### Required action
List in full every line of the records below that contains the word "negative". Case counts.
*** Provided data Section Begins ***
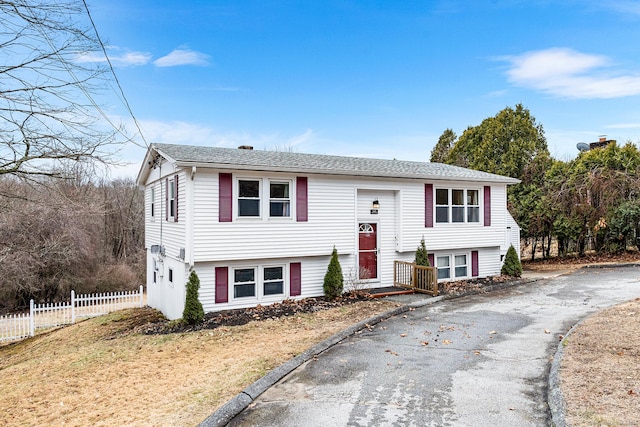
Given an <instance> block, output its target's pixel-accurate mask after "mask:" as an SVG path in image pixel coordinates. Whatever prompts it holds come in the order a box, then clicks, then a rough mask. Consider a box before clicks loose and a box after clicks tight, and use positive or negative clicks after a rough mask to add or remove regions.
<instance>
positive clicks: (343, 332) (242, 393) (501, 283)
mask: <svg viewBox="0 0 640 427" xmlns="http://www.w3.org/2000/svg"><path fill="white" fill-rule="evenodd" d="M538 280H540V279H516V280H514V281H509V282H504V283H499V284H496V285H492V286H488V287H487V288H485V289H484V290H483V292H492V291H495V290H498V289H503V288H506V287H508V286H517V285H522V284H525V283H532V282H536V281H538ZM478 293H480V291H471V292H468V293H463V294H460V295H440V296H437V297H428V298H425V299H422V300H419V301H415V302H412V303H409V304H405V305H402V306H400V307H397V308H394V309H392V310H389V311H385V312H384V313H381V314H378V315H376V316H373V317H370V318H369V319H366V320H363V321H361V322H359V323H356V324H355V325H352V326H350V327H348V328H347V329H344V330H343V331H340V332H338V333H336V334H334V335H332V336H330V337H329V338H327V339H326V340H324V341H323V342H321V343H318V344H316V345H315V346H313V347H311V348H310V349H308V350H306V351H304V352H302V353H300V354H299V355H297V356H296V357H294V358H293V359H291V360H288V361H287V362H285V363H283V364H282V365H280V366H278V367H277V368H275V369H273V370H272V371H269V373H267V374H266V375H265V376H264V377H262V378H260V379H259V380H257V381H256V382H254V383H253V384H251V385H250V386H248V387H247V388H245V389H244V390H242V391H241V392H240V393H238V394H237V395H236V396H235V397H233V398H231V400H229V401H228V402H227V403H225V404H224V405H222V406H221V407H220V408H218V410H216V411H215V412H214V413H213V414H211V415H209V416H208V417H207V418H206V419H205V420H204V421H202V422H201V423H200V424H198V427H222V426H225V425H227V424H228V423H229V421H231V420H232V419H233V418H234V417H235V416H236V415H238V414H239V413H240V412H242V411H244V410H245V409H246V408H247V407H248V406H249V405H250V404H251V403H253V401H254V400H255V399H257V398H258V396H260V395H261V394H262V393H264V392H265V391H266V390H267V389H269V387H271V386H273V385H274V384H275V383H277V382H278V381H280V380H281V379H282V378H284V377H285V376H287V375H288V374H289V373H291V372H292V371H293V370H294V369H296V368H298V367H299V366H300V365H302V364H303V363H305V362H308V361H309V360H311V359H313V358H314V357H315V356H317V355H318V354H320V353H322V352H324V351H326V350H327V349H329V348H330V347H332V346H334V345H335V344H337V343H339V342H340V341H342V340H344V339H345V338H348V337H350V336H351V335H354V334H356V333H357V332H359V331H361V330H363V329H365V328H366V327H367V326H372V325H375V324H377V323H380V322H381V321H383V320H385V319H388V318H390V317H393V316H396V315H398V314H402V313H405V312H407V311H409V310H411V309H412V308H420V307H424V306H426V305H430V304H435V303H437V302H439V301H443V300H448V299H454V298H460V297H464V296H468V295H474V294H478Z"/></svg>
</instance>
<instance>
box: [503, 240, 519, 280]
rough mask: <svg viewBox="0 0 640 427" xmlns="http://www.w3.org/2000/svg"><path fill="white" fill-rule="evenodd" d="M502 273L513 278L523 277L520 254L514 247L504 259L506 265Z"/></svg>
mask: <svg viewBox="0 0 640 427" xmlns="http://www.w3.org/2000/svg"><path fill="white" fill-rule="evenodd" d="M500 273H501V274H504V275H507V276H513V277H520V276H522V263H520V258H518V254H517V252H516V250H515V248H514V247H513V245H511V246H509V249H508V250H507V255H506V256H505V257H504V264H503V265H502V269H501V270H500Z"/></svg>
*** Provided data Section Ends ***
*** Provided data Section Begins ***
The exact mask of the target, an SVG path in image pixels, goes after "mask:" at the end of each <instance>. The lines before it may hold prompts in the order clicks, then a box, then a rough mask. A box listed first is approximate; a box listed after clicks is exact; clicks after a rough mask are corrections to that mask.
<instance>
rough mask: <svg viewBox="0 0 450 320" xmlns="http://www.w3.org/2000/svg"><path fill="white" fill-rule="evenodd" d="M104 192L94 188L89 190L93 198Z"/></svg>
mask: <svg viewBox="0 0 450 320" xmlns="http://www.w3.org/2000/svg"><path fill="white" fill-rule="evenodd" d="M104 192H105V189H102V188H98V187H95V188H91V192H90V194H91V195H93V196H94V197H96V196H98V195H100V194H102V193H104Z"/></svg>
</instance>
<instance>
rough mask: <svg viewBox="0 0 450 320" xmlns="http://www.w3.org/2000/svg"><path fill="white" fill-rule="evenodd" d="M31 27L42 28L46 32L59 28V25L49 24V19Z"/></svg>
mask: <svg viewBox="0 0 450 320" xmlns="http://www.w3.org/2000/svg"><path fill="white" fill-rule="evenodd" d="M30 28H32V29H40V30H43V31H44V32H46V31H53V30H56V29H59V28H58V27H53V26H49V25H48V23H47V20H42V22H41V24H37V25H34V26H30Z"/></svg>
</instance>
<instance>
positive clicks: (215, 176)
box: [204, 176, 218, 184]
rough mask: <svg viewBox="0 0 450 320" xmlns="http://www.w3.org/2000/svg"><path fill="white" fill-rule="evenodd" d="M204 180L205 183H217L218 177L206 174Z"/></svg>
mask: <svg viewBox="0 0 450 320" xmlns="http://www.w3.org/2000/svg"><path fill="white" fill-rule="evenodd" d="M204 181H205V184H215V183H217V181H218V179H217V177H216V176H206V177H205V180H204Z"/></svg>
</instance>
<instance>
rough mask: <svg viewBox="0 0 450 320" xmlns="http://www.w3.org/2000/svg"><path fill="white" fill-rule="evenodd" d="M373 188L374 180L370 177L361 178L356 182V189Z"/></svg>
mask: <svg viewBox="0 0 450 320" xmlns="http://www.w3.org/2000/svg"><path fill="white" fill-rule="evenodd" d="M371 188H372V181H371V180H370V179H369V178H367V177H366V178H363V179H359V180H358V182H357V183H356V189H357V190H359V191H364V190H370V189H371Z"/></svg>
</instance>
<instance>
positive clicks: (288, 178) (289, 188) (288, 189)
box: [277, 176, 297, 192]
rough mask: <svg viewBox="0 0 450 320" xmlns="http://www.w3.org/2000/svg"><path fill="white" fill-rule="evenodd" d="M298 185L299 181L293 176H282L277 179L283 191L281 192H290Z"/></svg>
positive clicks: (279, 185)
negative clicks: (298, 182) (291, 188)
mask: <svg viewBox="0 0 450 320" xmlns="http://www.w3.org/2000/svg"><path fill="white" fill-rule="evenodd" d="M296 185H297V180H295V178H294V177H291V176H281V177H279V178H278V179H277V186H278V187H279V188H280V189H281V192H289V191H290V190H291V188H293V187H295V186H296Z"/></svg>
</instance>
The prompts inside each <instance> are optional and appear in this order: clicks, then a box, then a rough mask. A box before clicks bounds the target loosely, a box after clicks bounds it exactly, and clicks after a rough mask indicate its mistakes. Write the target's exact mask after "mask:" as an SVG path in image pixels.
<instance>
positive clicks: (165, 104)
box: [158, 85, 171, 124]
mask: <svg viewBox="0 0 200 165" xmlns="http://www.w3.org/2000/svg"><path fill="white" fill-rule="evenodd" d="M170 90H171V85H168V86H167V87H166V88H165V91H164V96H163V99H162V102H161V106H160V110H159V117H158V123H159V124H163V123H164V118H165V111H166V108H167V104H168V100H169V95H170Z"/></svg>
*** Provided data Section Ends ***
### Response box
Given an <instance> block, output its target's pixel-accurate mask after "mask:" as an SVG path in image pixel coordinates. Whatever prompts it holds come in the order a box, then clicks, then a rough mask. Consider a box before clicks loose and a box after clicks tight, and use positive or negative clicks after a rough mask to add or remove regions.
negative clicks: (298, 182) (291, 188)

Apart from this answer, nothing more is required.